TASK GOAL: Please set down exactly the lines from the one containing "For every instance of the ripples" through the last line of the records below, both included, with no pictures.

(Region pointing data)
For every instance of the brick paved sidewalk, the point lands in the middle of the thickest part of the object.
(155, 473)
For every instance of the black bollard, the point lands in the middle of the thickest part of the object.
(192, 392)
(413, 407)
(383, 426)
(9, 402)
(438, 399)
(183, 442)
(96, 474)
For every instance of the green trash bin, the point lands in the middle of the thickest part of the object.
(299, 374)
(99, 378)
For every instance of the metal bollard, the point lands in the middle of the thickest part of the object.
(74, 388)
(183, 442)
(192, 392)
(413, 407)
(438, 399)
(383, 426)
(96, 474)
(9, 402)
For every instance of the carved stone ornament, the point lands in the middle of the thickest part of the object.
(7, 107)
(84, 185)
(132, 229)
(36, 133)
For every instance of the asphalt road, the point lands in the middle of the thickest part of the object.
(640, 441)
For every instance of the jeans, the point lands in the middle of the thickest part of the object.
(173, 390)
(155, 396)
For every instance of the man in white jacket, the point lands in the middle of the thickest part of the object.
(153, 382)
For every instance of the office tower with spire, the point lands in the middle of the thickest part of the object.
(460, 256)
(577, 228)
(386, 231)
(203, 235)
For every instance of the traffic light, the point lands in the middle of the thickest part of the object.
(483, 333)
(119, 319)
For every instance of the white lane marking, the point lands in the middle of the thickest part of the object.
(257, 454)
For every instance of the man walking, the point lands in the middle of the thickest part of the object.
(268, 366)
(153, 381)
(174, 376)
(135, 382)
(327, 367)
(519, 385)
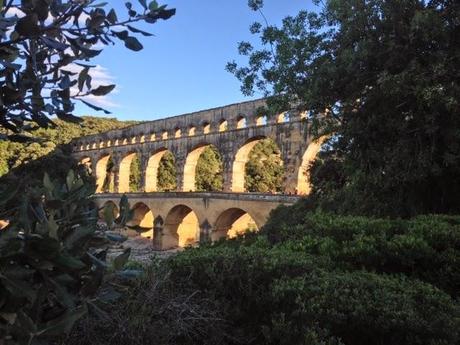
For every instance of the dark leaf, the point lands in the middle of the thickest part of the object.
(133, 44)
(102, 90)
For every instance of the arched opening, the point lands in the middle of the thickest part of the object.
(283, 117)
(258, 167)
(152, 171)
(232, 223)
(86, 163)
(181, 228)
(261, 120)
(240, 122)
(206, 127)
(101, 173)
(167, 173)
(223, 125)
(109, 182)
(142, 220)
(303, 176)
(124, 173)
(203, 169)
(109, 206)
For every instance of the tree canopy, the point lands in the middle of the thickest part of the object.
(380, 78)
(45, 50)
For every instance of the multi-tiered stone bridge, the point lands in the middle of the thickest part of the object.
(186, 216)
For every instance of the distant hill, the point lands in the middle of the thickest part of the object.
(13, 155)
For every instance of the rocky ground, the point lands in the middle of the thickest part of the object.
(141, 247)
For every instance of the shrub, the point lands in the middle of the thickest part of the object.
(425, 247)
(283, 296)
(151, 311)
(48, 276)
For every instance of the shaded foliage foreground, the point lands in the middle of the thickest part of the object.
(328, 280)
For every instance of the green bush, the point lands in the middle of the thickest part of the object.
(49, 268)
(425, 247)
(276, 295)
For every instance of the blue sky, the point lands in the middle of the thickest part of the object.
(182, 68)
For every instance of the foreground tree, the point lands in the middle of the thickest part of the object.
(381, 78)
(45, 47)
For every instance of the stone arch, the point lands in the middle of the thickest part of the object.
(113, 205)
(124, 172)
(223, 125)
(189, 182)
(181, 228)
(283, 117)
(151, 172)
(231, 223)
(241, 122)
(206, 127)
(239, 164)
(142, 219)
(101, 172)
(303, 175)
(261, 120)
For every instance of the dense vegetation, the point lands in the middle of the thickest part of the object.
(307, 278)
(381, 78)
(14, 154)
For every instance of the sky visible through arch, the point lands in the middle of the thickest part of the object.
(182, 68)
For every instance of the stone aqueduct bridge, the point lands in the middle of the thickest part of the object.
(234, 130)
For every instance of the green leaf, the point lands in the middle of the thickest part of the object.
(153, 5)
(135, 30)
(112, 16)
(47, 183)
(82, 78)
(143, 3)
(18, 288)
(52, 227)
(70, 262)
(102, 90)
(53, 44)
(95, 107)
(70, 179)
(121, 259)
(68, 117)
(133, 44)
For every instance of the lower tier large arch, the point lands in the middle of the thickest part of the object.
(232, 222)
(181, 228)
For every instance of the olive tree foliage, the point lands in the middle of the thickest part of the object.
(42, 45)
(382, 77)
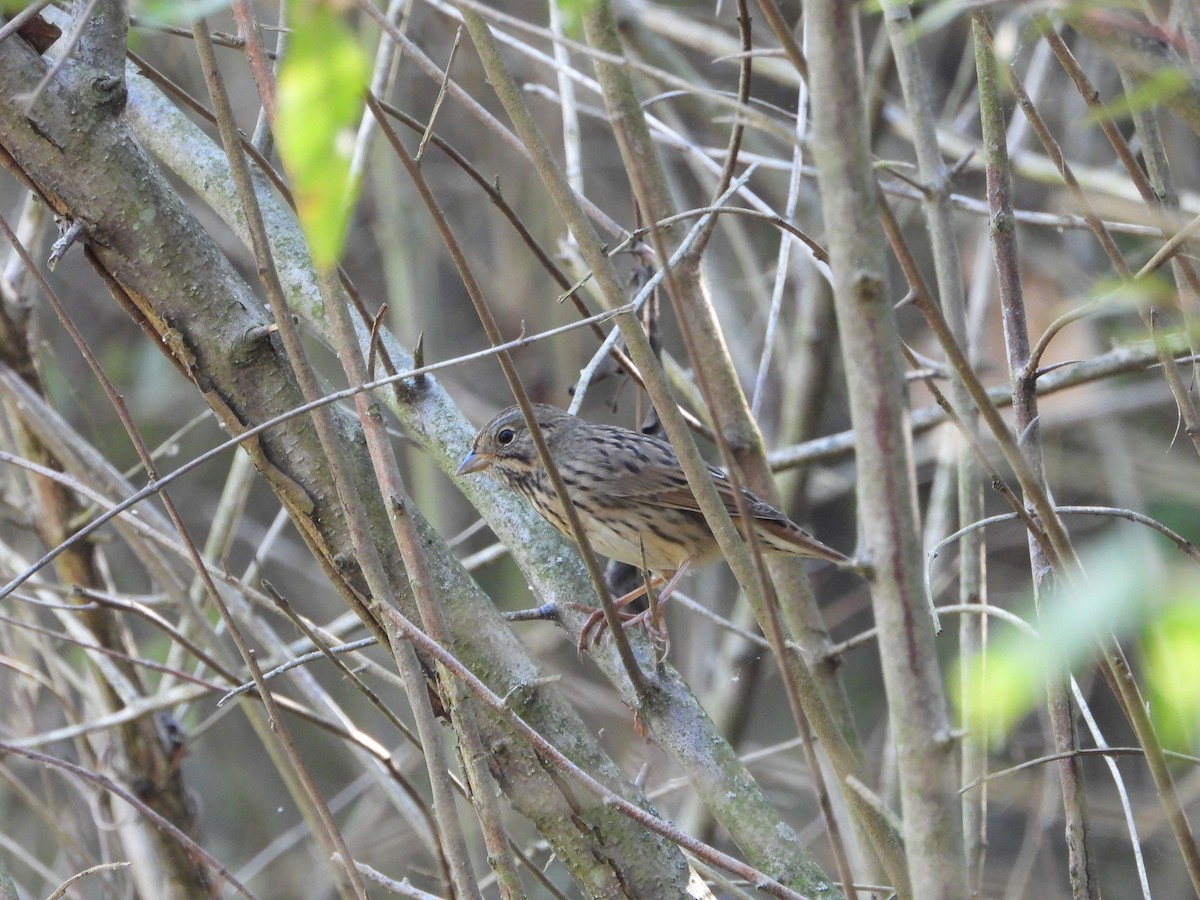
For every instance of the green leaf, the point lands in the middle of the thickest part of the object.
(321, 97)
(1171, 658)
(175, 12)
(1005, 684)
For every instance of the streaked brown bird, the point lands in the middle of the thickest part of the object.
(629, 490)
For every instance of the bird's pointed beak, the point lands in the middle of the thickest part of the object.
(474, 462)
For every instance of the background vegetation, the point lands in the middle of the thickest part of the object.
(931, 291)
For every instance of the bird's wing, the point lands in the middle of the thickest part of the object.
(657, 478)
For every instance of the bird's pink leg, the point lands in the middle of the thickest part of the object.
(597, 622)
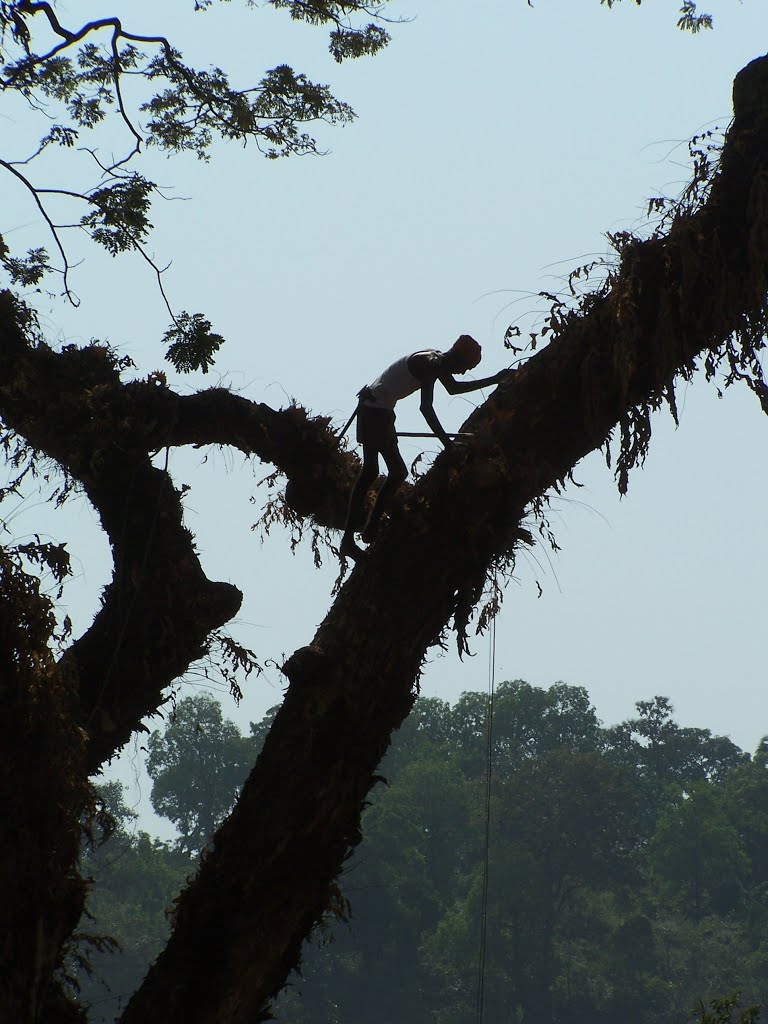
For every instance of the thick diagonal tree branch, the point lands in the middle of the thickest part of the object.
(699, 291)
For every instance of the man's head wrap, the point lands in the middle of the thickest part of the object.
(468, 349)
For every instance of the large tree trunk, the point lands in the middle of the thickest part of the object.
(272, 873)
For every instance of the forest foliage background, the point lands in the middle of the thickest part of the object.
(628, 866)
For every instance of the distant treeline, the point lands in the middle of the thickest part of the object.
(622, 873)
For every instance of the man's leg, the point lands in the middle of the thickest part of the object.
(396, 475)
(367, 477)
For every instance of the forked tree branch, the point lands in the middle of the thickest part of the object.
(271, 873)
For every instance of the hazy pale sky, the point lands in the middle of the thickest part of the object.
(495, 147)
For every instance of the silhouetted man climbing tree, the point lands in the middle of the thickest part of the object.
(376, 419)
(693, 294)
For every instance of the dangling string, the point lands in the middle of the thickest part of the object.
(486, 839)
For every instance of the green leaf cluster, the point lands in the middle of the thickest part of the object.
(192, 343)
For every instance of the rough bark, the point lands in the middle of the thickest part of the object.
(699, 291)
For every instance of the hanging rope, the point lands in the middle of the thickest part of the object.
(486, 839)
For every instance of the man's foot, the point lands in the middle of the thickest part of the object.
(370, 532)
(348, 549)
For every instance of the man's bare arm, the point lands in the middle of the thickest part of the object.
(427, 411)
(453, 386)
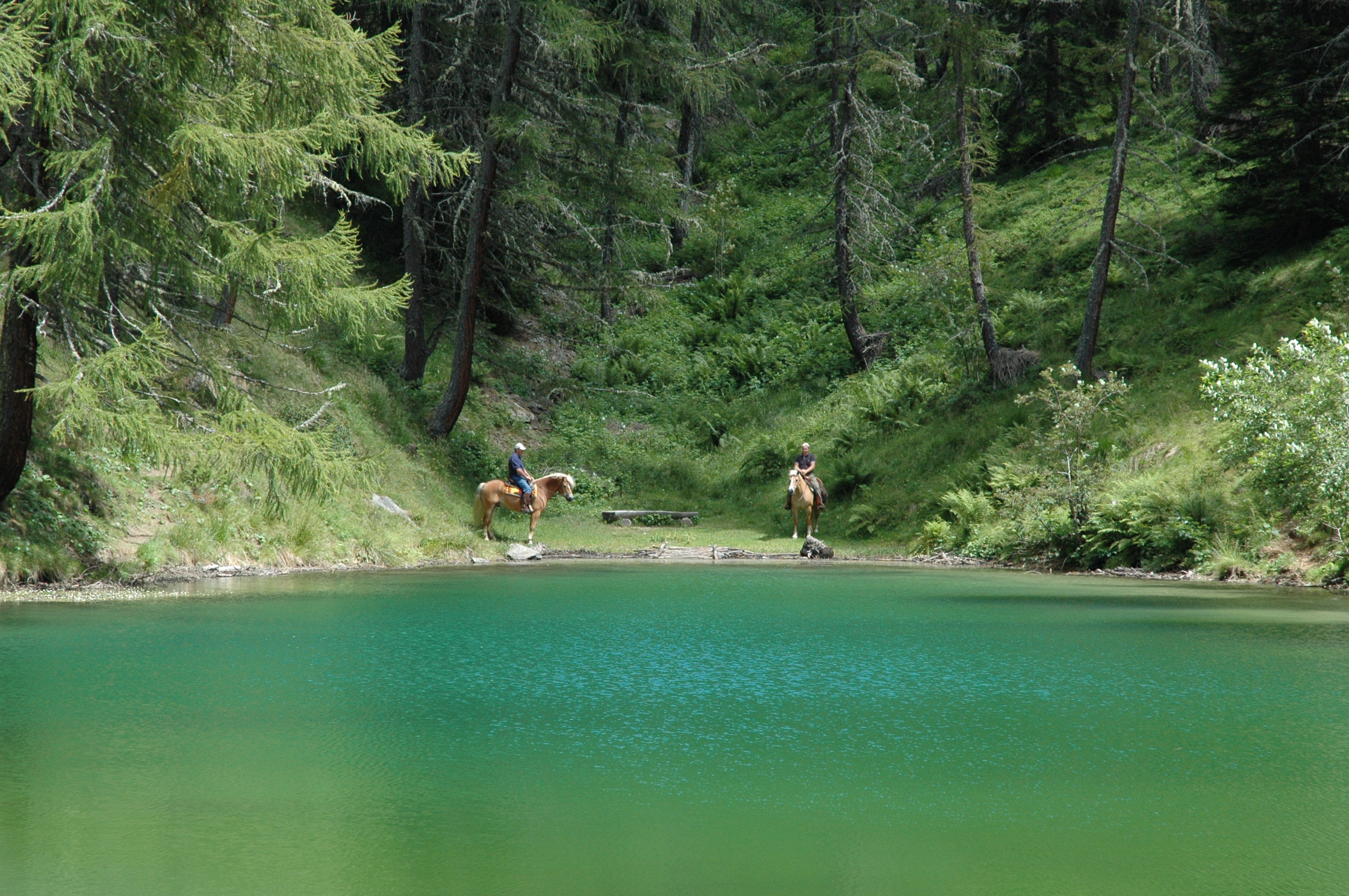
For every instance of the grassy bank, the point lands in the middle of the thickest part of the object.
(696, 399)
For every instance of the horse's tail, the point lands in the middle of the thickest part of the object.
(481, 506)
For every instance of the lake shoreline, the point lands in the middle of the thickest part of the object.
(158, 583)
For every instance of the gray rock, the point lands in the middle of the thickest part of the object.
(523, 552)
(817, 550)
(384, 502)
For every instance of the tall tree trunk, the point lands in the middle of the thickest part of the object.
(1096, 296)
(842, 123)
(226, 310)
(18, 373)
(609, 249)
(690, 141)
(446, 415)
(971, 249)
(414, 239)
(1053, 80)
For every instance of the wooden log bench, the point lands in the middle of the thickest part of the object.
(628, 516)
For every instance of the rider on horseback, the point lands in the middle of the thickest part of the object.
(806, 463)
(521, 479)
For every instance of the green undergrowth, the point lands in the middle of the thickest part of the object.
(699, 396)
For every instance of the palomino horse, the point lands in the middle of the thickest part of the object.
(803, 499)
(497, 494)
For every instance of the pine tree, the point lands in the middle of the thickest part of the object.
(152, 155)
(1285, 110)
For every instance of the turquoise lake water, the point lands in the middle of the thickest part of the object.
(629, 729)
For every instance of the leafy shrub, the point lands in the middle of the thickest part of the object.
(1290, 411)
(765, 461)
(1161, 528)
(471, 456)
(900, 394)
(1069, 446)
(593, 488)
(868, 520)
(938, 535)
(850, 474)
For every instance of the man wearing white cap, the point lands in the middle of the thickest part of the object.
(521, 479)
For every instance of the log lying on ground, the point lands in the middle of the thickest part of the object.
(611, 516)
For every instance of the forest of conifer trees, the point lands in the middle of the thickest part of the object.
(977, 251)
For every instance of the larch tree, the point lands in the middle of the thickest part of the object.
(152, 157)
(1085, 353)
(853, 40)
(977, 53)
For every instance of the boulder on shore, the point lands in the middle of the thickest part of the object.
(817, 550)
(523, 552)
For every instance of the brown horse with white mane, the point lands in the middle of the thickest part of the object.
(498, 494)
(803, 499)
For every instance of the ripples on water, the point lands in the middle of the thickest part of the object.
(678, 729)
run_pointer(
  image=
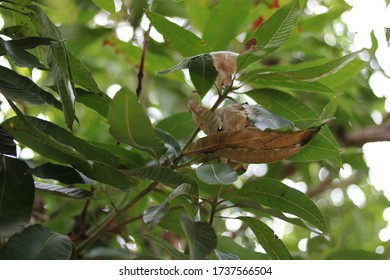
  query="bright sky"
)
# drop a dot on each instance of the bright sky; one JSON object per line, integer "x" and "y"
{"x": 364, "y": 17}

RESPONSE BELOW:
For every instance of the ripples on water, the point lands in the middle of the thickest part of the object.
(678, 729)
run_pointer(
  image=
  query="bright sky"
)
# drop a dot on each instance of the bright sky; one JSON object per line, integer "x" and "y"
{"x": 364, "y": 17}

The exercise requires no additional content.